>> START

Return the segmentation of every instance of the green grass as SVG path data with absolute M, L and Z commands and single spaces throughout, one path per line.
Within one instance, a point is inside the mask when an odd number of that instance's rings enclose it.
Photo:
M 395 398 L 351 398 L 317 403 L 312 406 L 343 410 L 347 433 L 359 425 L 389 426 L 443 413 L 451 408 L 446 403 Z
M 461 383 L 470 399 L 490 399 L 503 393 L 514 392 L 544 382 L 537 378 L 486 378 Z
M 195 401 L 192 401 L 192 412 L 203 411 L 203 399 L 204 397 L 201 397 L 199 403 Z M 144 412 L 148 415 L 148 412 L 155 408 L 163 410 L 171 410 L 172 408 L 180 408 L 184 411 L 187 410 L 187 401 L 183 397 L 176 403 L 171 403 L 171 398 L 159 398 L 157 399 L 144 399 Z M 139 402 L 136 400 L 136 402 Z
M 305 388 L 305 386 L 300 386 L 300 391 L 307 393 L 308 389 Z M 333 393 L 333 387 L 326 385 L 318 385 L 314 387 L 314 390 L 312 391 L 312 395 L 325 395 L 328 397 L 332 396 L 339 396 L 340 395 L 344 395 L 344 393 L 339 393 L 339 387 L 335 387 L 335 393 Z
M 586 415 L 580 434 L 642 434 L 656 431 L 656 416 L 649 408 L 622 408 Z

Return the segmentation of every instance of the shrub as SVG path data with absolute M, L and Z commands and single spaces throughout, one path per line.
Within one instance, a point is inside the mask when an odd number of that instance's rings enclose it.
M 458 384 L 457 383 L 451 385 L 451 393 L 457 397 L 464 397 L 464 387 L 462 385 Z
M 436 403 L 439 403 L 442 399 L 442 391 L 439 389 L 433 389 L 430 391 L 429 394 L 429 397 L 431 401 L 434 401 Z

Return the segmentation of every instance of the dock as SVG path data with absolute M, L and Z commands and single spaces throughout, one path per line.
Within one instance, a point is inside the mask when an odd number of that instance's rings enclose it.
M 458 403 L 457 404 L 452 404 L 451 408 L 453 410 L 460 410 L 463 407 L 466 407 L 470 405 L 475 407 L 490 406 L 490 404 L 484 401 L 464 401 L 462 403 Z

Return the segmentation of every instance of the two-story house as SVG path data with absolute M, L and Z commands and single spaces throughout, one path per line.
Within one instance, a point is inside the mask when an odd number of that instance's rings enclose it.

>> END

Copy out every line of the records above, word for word and in the same order.

- WRITTEN ANSWER
Return the segmentation of every instance of the green grass as SVG path data with absolute M, L and Z commands and single spaces throughout, one path per line.
Within one instance, a point is inside the mask when an odd number of that instance's rings enclose it.
Photo:
M 395 398 L 351 398 L 317 403 L 312 406 L 343 410 L 347 433 L 359 425 L 389 426 L 443 413 L 451 408 L 446 403 Z
M 461 383 L 470 399 L 490 399 L 503 393 L 514 392 L 544 382 L 537 378 L 486 378 Z
M 195 401 L 192 401 L 192 412 L 203 411 L 203 399 L 204 397 L 201 397 L 199 403 Z M 144 412 L 148 415 L 148 412 L 155 408 L 163 410 L 171 410 L 172 408 L 180 408 L 184 411 L 187 410 L 187 401 L 183 397 L 176 403 L 171 403 L 171 398 L 159 398 L 157 399 L 144 399 Z M 139 402 L 136 400 L 136 402 Z
M 305 388 L 305 386 L 300 386 L 300 391 L 307 393 L 308 389 Z M 333 393 L 333 387 L 326 385 L 318 385 L 314 387 L 314 390 L 312 391 L 312 395 L 325 395 L 328 397 L 332 396 L 339 396 L 340 395 L 344 395 L 344 393 L 339 393 L 339 387 L 335 387 L 335 393 Z
M 586 415 L 580 434 L 642 434 L 656 431 L 656 416 L 649 408 L 622 408 Z

Return the segmentation of every instance of the shrub as SVG path data with absolute M, L and Z commands and single spaces throughout, one path per line.
Within one instance, a point is inside the mask when an odd number of that instance's rings enclose it.
M 458 384 L 457 383 L 451 385 L 451 393 L 457 397 L 464 397 L 464 387 L 462 385 Z
M 436 403 L 439 403 L 442 399 L 442 391 L 439 389 L 433 389 L 430 391 L 429 394 L 429 397 L 431 401 L 434 401 Z

Return the segmentation of every instance of the dock as SVG path data with absolute M, L and Z commands and single spaces throughout, one path per line.
Within one instance, a point is inside the mask when an odd number of that instance's rings enclose it.
M 458 403 L 457 404 L 452 404 L 451 408 L 453 410 L 460 410 L 463 407 L 466 407 L 470 405 L 475 407 L 490 406 L 490 404 L 484 401 L 464 401 L 462 403 Z

Return the segmentation of every instance of the two-story house as SVG path data with absolute M, L and Z commands and single spaces throughout, one path per line.
Within one instance, a point is inside the mask when an odd number of that instance's rings enclose it.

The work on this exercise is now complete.